**Consigne 1:** Traduisez en anglais la phrase suivante de l'extrait ci-dessous sur Cao Ba Quat : « De toute façon, on ne sait pas si cette anecdote était véridique. »

**Extrait du texte:**
::::::
Frappé de stupeur, le roi lui demanda le texte entier que Quat improvisa pour lire tout de suite . Et dans chaque vers écrit en chinois classique il y a toujours deux mots en langue nationale :


Bảo mã tây phong huếch hoác lai

Huênh hoang nhân tự thác đề hồi.

Viên trung oanh chuyển khề khà ngữ,

Dã ngoại đào hoa lấm tấm khai.

Xuân nhật bất văn sương lộp độp

Thu thiên chỉ kiến vũ bài nhài

Khù khờ thi tứ đa nhân thức

Khệnh khạng tương lai vấn tú tài.


Les chevaux viennent, poussés par le vent d’ouest,

Les hommes rentrent, l’air fanfaron,

Dans le jardin traýnent les chants du loriot

Dans les champs fleurissent çà et là des pêchers.

On n’entend pas les gouttes de rosée tomber les jours de printemps

On ne voit que la pluie sous un ciel d’automne

Le niais récite un poème que l’on connaît déjà

Et il va interroger les hommes de lettres.


En effet, Cao Ba Quat a inventé ce poème en se moquant du roi, surtout avec les deux derniers vers. Mais le roi était très indulgent, sinon, Quat n’aurait plus la tête sur son cou. De toute façon, on ne sait pas si cette anecdote était véridique. Si oui, il faut chanter le roi Tu Duc, plutôt que Cao Ba Quat. Bien sur Quat avait la capacité de réfuter, mais dans la société féodale d’autrefois, aucun roi ne pardonnait ses actions. Avec une seule faute de prononcer un nom tabou, on est déjà interné, d’autant plus, on taquine le roi de front en pleine cour !
::::::
**Consigne 2:** Extrayez des entrées ci-dessous chaque ligne qui contient le mot « white ». Tenez compte des majuscules et des minuscules.
::::::
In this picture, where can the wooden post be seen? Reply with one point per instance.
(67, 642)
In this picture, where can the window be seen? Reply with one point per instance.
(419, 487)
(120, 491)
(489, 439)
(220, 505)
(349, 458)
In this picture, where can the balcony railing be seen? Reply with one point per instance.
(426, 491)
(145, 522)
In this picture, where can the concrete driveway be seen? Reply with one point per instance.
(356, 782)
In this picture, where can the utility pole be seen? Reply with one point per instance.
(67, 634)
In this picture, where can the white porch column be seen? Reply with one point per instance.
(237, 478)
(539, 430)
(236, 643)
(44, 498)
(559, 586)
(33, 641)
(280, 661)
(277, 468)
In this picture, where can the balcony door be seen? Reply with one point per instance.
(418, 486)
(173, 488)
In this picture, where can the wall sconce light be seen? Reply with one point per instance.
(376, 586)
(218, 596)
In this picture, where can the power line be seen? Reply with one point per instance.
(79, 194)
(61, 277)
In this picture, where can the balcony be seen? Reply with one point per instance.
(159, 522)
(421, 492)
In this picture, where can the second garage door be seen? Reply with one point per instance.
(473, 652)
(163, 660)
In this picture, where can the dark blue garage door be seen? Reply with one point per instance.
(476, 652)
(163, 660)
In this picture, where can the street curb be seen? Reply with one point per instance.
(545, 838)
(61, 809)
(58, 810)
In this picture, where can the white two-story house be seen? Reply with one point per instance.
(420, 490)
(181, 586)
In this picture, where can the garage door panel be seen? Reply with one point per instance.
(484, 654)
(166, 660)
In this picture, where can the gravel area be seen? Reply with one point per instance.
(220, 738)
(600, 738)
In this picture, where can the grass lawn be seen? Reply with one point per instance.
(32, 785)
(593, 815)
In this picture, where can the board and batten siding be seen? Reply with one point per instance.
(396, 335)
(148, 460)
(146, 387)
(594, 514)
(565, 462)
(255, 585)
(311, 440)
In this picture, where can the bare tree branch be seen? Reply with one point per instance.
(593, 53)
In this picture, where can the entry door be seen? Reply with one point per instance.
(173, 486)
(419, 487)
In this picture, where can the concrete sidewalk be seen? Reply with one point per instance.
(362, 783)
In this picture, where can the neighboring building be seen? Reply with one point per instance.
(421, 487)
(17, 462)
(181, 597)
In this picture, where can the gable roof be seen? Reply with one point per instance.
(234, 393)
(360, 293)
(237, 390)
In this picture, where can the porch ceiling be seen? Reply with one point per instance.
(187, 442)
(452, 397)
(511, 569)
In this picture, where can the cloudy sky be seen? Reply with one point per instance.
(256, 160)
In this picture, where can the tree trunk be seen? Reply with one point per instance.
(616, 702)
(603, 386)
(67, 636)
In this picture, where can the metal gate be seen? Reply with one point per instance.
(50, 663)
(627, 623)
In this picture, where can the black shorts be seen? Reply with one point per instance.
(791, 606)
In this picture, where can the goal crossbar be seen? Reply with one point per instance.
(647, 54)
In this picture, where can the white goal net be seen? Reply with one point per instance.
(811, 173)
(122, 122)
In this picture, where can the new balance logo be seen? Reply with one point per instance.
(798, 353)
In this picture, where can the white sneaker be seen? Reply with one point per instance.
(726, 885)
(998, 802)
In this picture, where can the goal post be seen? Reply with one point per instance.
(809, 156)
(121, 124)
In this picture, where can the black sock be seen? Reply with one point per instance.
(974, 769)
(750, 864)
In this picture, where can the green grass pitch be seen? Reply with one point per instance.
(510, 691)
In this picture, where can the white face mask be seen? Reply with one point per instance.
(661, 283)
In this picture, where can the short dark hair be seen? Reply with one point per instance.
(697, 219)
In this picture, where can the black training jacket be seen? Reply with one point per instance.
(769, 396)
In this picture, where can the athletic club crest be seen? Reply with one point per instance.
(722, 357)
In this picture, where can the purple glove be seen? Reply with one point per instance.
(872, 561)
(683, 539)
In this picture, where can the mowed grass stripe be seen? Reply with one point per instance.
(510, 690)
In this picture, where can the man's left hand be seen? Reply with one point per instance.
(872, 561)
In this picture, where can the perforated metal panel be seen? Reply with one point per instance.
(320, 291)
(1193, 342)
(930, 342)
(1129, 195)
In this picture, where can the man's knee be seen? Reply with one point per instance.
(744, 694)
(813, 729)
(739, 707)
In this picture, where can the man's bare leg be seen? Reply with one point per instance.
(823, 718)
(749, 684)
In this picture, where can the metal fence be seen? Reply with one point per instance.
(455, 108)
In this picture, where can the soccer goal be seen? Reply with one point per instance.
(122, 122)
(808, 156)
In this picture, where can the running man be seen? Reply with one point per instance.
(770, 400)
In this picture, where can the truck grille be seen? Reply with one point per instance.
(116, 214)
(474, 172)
::::::
**Réponse 1:** In any case, we do not know whether this anecdote was true.

**Réponse 2:**
In this picture, where can the white porch column be seen? Reply with one point per instance.
In this picture, where can the white two-story house be seen? Reply with one point per instance.
In this picture, where can the white goal net be seen? Reply with one point per instance.
In this picture, where can the white sneaker be seen? Reply with one point per instance.
In this picture, where can the white face mask be seen? Reply with one point per instance.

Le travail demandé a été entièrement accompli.